▶ **所给文本**:
● ● ● ● ● ● ●

关于矩形推理的原理可以参考江大白在yolo v5讲解中的说明

def letterbox(img, new_shape=(640, 640), color=(114, 114, 114), auto=False, scaleFill=False, scaleup=True):
    shape = img.shape[:2]   # h,w

    if isinstance(new_shape, int):
        new_shape = (new_shape, new_shape)   # h,w

    # Scale ratio (new / old)
    ratio = min(new_shape[0] / shape[0], new_shape[1] / shape[1])
    if not scaleup:   # only scale down for val/test/detection
        ratio = min(ratio, 1.0)

    # pad: image padding in w and h
    new_shape_pad = int(round(shape[1] * ratio)), int(round(shape[0] * ratio))     # w,h
    pad = new_shape[1] - new_shape_pad[0], new_shape[0] - new_shape_pad[1]   # w,h

    if auto:   # minimum rectangle
        pad = np.mod(pad[0], 32), np.mod(pad[1], 32)

● ● ● ● ● ● ●

标注数据集中的条目
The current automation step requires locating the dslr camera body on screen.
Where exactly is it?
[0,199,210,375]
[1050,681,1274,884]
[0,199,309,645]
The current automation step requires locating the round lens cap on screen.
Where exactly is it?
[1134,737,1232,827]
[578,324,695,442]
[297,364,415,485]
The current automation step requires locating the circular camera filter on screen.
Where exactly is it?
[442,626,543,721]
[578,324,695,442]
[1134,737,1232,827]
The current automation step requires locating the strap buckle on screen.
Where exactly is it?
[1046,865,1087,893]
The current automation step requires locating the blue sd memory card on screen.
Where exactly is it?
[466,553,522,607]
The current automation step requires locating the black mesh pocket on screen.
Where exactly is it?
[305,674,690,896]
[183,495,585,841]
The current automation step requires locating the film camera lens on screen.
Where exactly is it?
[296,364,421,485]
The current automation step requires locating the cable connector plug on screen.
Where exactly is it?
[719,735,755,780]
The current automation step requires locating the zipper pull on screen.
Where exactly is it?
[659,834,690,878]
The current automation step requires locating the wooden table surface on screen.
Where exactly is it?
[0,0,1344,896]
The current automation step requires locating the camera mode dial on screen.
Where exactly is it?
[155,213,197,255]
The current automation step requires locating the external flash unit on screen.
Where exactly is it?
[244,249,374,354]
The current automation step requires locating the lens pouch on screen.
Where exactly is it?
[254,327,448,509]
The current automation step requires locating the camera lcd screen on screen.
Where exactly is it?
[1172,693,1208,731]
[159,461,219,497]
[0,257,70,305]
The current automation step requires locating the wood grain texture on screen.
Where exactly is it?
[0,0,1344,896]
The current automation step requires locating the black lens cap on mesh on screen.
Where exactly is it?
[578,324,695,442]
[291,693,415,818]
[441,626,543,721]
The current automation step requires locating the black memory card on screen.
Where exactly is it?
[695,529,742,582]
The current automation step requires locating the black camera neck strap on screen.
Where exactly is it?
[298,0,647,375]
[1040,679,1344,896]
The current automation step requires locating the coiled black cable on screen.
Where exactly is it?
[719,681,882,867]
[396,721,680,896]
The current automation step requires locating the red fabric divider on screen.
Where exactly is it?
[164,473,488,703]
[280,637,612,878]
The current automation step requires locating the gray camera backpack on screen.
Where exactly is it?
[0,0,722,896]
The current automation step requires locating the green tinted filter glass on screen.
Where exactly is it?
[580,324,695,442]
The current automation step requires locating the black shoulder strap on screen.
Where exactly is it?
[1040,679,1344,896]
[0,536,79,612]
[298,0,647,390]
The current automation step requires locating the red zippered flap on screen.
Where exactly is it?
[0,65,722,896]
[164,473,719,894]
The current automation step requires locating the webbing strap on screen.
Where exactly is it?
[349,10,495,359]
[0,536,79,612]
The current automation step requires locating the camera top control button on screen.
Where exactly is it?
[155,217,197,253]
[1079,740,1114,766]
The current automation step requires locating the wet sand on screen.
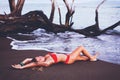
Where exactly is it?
[0,37,120,80]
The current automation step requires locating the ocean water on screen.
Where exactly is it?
[0,0,120,64]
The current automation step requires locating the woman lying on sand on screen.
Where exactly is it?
[12,46,98,69]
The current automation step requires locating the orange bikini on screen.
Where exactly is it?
[48,53,70,64]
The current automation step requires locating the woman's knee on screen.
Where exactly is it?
[78,46,84,50]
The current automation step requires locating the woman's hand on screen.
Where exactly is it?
[12,64,23,69]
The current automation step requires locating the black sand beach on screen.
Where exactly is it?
[0,37,120,80]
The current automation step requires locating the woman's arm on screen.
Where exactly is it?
[12,62,38,69]
[21,58,33,64]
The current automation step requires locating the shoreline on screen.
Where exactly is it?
[0,37,120,80]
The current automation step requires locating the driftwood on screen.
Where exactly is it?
[0,0,120,37]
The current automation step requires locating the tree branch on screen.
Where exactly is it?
[49,0,55,22]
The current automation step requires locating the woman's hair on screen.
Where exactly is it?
[31,58,37,62]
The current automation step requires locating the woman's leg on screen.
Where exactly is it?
[71,46,98,61]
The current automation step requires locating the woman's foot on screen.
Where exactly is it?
[90,53,99,61]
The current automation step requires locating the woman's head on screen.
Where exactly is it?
[32,56,45,62]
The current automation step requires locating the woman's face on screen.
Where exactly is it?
[35,56,45,62]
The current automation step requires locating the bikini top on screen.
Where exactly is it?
[48,53,70,64]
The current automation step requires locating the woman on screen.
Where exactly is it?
[12,46,98,69]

● ● ● ● ● ● ●

▶ **任务说明**: 从最后一行之后接着写讲解矩形推理的 letterbox 代码片段。

▶ **结果**:
    pad /= 2    # divide padding into 2 sides

    if shape[::-1] != new_shape_pad:
        img = cv2.resize(img, new_shape_pad, interpolation=cv2.INTER_LINEAR)

    top, bottom = int(round(pad[1] - 0.1)), int(round(pad[1] + 0.1))
    left, right = int(round(pad[0] - 0.1)), int(round(pad[0] + 0.1))

    img = cv2.copyMakeBorder(img, top, bottom, left, right, borderType=cv2.BORDER_CONSTANT, value=color)

    return img, ratio, (pad[0], pad[1])